### Input rows
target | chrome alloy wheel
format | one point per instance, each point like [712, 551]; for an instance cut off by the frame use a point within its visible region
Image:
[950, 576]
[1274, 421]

### Exercise objective
Write out every line of the data above word for word, without changing anything.

### Answer to this problem
target | chrome alloy wheel
format | one point per instance, each point like [712, 551]; for an instance cut off by the frame use a point within its visible region
Image:
[950, 576]
[1274, 421]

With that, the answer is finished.